— Begin Extracted text —

Johnson’s solution, Brown said, was to push her into a ‘paper marriage’ hastily organized by Jesse Kellam, the confidant who had introduced them years earlier. ‘It was done to stop any gossip, and it worked, especially later, when he moved into the White House.’

‘What Lyndon told me,’ Brown said, ‘was that he was afraid of Hoover, that Hoover wanted him to intervene with the Kennedys not to fire him. “I want you to go through with the marriage,” he told me, “to help me get my balls out of Hoover’s vise grip.”’

Bearing in mind the various ways in which he was compromised, one is left to ponder the fact that, as President, Johnson moved quickly to prolong Edgar’s tenure. ‘The nation cannot afford to lose you,’ he told Edgar when he made the announcement. Perhaps, rather, it was Johnson who could not afford to risk Edgar’s wrath.

Perhaps, too, Johnson and Edgar reached some sort of accommodation. Edgar’s Official and Confidential files, and the main Bureau folders on the President, contain little compromising material: nothing on Madeleine Brown and only limited coverage of the corruption scandals in Johnson’s life.

According to The Washington Post, ‘tapes and memos once existed concerning Johnson’s backdoor activities. Some of this embarrassing material was removed from the files and sent to him at the White House.’ Clyde Tolson reportedly removed other sensitive documents immediately after Edgar’s death.

Washington insiders have a fund of coarse Johnsonian sayings, and one of the most famous refers to Edgar. Pressed by a young aide to replace him, the President is said to have replied, ‘No, son, if you’ve got a skunk around, it’s better to have him inside the tent pissing out, than outside the tent pissing in.’

Edgar now had better access to the White House than at any time in his four decades as Director. There followed a four-year period of manipulation that Richard Goodwin, an aide under both Kennedy and Johnson, has likened to the access Soviet Secret Police Chief Beria had to Stalin.

Word went out from Edgar to build special facilities for Johnson at Austin, Texas, the nearest FBI office to the LBJ ranch. A brand-new office was opened at Fredericksburg, even closer to Johnson’s home. Soon an FBI agent was traveling regularly aboard Air Force One, although presidential security was a Secret Service responsibility. Happily for interagency relations, the head of the Secret Service was himself a former FBI agent.

— End Extracted text —

Task requirements:
a) Pick out each line of the records that contains the string "slab", and treat uppercase and lowercase as different.
b) Write the next part of the passage about Lyndon Johnson and Hoover, continuing from its final sentence.

— Begin Record set —

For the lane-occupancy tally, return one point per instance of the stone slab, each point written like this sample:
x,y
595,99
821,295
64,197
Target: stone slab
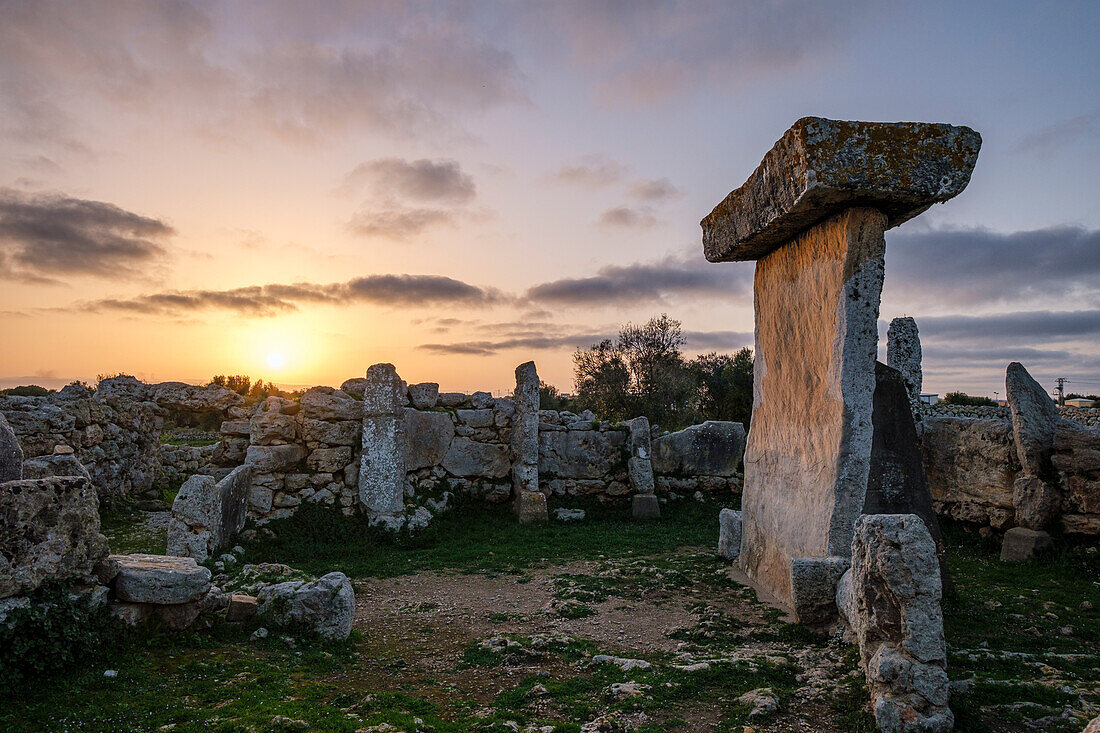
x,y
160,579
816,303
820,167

— End Record set —
— Begin Record set —

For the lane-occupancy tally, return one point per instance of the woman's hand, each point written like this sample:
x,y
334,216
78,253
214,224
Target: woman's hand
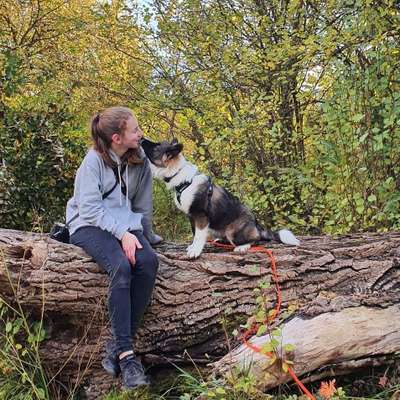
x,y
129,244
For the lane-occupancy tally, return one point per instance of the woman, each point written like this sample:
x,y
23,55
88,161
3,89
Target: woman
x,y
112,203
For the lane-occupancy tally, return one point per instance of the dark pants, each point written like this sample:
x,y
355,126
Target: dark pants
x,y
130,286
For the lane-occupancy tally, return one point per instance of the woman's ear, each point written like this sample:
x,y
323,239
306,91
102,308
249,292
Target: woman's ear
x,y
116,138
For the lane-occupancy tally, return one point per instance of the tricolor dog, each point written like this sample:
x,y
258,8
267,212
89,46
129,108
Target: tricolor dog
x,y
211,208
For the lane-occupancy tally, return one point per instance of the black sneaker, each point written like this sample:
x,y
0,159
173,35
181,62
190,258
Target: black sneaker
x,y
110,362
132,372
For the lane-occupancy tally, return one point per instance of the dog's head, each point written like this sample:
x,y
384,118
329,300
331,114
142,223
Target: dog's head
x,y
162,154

— End Record set —

Task results:
a)
For the lane-occupancy tally, return one point per instance of the stone slab, each point written like this sample:
Target: stone slab

b)
Cartha DeLoach now became Edgar’s link to the President. He had been a favorite for more than a decade, an enforcer of Bureau discipline (including Edgar’s hypocritical code of sexual behavior), a manipulator of the press, and congressional ringmaster. It had been DeLoach, on the eve of the Kennedy presidency, who prevailed on Johnson and Congressman John Rooney to ram through a law ensuring Edgar a bountiful retirement deal should the Kennedys force him out.

DeLoach was appointed liaison to the White House within hours of Kennedy’s assassination – replacing Courtney Evans, who had seemed to get on with the Kennedys rather too well. It was DeLoach who drafted the formula that kept Edgar on as Director after his seventieth birthday. He, rather than a White House aide, even wrote the proclamation.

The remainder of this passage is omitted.